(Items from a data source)
------------

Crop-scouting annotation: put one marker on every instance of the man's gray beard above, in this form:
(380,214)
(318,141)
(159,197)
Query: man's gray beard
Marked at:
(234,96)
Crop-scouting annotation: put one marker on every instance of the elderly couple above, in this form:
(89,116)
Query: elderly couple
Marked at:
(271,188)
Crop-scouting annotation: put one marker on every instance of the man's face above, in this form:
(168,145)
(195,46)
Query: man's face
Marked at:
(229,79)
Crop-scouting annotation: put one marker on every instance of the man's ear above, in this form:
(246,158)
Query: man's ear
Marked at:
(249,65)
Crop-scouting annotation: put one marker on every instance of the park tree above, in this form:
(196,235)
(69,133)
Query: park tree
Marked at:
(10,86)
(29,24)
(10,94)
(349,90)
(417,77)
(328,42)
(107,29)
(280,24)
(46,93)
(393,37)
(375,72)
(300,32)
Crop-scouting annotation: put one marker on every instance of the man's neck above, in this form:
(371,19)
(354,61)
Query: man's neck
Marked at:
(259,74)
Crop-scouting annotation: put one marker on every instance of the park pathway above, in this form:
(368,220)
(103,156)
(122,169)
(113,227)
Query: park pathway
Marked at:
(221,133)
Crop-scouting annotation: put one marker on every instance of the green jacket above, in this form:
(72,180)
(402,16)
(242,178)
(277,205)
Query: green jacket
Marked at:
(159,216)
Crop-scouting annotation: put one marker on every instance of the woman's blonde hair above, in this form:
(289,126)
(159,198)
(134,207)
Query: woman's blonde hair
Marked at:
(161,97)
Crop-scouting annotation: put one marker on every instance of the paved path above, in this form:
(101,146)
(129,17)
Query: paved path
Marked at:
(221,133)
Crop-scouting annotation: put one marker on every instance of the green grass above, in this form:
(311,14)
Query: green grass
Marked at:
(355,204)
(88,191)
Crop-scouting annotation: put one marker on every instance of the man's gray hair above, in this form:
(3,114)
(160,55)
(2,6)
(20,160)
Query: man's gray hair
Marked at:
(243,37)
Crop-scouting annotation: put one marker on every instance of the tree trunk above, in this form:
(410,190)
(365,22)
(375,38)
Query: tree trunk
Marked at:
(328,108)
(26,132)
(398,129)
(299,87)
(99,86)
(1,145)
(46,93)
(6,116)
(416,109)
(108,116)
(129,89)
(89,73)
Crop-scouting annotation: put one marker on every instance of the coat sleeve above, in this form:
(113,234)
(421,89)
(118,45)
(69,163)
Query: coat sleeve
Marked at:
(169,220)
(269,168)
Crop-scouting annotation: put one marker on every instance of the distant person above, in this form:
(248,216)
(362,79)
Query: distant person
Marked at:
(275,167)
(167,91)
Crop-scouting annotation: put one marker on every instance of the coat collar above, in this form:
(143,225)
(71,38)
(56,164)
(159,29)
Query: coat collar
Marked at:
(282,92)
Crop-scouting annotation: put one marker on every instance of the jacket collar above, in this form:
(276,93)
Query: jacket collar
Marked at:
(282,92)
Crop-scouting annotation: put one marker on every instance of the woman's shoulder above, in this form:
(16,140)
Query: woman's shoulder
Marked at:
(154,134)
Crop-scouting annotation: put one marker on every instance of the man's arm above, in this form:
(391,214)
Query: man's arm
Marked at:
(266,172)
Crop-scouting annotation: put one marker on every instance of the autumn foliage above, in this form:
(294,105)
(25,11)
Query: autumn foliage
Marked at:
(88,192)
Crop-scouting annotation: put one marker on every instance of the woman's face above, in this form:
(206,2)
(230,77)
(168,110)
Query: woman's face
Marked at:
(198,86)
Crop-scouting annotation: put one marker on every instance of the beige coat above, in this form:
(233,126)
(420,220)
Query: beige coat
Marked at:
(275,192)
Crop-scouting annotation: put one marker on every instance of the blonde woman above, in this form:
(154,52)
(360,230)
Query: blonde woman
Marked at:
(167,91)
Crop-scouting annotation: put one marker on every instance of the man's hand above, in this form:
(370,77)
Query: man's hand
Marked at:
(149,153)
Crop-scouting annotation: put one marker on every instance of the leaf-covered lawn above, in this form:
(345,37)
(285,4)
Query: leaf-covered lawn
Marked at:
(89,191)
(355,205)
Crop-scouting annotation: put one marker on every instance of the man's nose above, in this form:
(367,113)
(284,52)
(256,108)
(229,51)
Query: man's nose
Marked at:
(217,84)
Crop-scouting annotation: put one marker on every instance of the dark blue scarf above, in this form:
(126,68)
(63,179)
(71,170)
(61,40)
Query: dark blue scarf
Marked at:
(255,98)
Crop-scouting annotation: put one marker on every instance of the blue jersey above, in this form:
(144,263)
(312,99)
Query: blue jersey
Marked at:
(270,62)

------------

> _DIRECTIONS FOR THIS TASK_
Please rewrite the entries, starting with the line containing "the man's nose" and going on through the end of the entries, keeping every line including the requests. Increase each coordinate in the marked answers by 139, leaving the requests and their format samples unchanged.

> _RESPONSE TO THE TASK_
Crop-scouting annotation: put one marker on every instance of the man's nose above, in this form:
(367,113)
(284,52)
(256,108)
(229,51)
Query: man's nose
Marked at:
(356,223)
Crop-scouting annotation: put one marker on every instance of the dark blue scarf above, in this form:
(126,68)
(63,179)
(71,170)
(61,40)
Query: dark blue scarf
Marked at:
(394,237)
Crop-scouting annotation: put one marker on every instance of the blue jersey above, in this form:
(144,263)
(312,99)
Query: blue jersey
Marked at:
(409,201)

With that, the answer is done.